## Provided records
────────────────────────────────────────
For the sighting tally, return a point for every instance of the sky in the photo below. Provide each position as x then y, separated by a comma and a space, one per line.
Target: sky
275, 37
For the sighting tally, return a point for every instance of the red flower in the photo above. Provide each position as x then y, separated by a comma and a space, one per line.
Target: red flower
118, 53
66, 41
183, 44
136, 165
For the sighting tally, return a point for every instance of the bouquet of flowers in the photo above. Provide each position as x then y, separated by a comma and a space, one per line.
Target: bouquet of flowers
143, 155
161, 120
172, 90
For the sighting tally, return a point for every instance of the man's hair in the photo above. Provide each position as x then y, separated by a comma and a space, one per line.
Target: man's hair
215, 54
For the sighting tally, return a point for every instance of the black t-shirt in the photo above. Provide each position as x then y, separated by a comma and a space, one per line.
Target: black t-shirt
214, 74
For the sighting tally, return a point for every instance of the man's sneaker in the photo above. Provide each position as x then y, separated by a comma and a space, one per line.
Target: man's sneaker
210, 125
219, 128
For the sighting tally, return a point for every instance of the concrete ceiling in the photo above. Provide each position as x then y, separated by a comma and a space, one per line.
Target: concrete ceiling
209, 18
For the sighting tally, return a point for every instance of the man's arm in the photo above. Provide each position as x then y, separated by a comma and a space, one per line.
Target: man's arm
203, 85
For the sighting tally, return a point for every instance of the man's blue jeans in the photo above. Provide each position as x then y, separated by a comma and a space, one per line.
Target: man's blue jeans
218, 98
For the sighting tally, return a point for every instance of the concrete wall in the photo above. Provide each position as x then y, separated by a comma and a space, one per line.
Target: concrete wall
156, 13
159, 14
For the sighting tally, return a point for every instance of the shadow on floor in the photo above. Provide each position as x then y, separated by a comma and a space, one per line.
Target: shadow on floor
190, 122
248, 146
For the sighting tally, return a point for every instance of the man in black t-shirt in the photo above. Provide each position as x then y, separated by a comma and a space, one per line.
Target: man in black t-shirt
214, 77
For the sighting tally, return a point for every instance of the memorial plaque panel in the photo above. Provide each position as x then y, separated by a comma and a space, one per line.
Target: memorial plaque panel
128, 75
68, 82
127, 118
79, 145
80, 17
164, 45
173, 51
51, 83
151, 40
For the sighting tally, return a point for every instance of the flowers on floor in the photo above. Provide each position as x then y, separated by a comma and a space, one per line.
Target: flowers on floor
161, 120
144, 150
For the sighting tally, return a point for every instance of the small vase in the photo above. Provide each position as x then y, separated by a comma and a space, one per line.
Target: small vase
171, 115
────────────────────────────────────────
## Task goal
Please give the data again in full, exactly as written.

## Answer to the exercise
For the sighting tally, return a point for every instance of the sky in the photo below. Provide each position as x then y, separated by a comma and a space, one per line.
Target: sky
275, 37
For the sighting tally, return a point for every instance of the red flower in the photo above. Provide each position as x then y, separated by a comma and a space, one per line.
Target: red flower
118, 53
66, 41
183, 44
136, 165
For the sighting tally, return a point for every instance of the bouquet of flowers in the photo above. Provide each position as x then y, separated by a comma and a space, one per line.
Target: bouquet of flowers
143, 155
161, 120
172, 90
For the sighting tally, return a point for every instance of the man's hair in the photo above. Provide each position as x then y, separated by a comma and a space, one per line.
Target: man's hair
215, 54
For the sighting tally, return a point for every instance of the black t-shirt in the photo above. Provide each position as x then y, separated by a comma and a space, one per line.
Target: black t-shirt
214, 74
For the sighting tally, return a point for every instance of the man's sneaker in the photo above. Provide each position as x then y, separated by a comma and a space, one per line.
Target: man's sneaker
210, 125
219, 128
For the sighting tally, return a point for every instance of the concrete ceiling in the photo above. Provide each position as x then y, separated by a comma and a space, one per line.
Target: concrete ceiling
209, 18
For the sighting tally, return a point for every instance of the man's arm in the photo above. Provide each position as x then y, separated by a comma and a space, one per line.
Target: man's arm
203, 85
For the sighting tally, return a point for every instance of the man's blue jeans in the photo above. Provide each position as x then y, separated by a comma and a space, one per line.
Target: man's blue jeans
218, 98
For the sighting tally, return a point for every instance of the concrete wall in the photo above. Provide each position as x then y, separated by a comma and a space, one per line.
Target: concrete wall
156, 13
159, 14
For the sighting tally, return a point for every instance of the shadow on floor in the photo above. Provide each position as x then y, separated by a comma and a space, one per line.
Target: shadow on floor
190, 122
248, 146
For the sighting tally, return a point for every instance of the man in black t-shirt in the photo above. Provide each position as x then y, separated by a comma and a space, one per line.
Target: man in black t-shirt
214, 77
For the sighting tally, return a point for every instance of the memorial plaque panel in the photo above. Provide each position as x then y, separated by a comma and a space, one per line.
Target: memorial plaque panel
128, 75
68, 82
127, 118
79, 145
80, 17
164, 45
173, 51
51, 83
151, 40
For the sighting tally, return a point for every instance of the flowers on floor in the photo above. Provide each position as x then y, separated by a comma and a space, one per line.
Target: flowers on floor
161, 120
144, 150
For the sighting tally, return a point for every instance of the small vase in the photo above. Provide each position as x then y, separated by a comma and a space, one per line.
Target: small vase
171, 115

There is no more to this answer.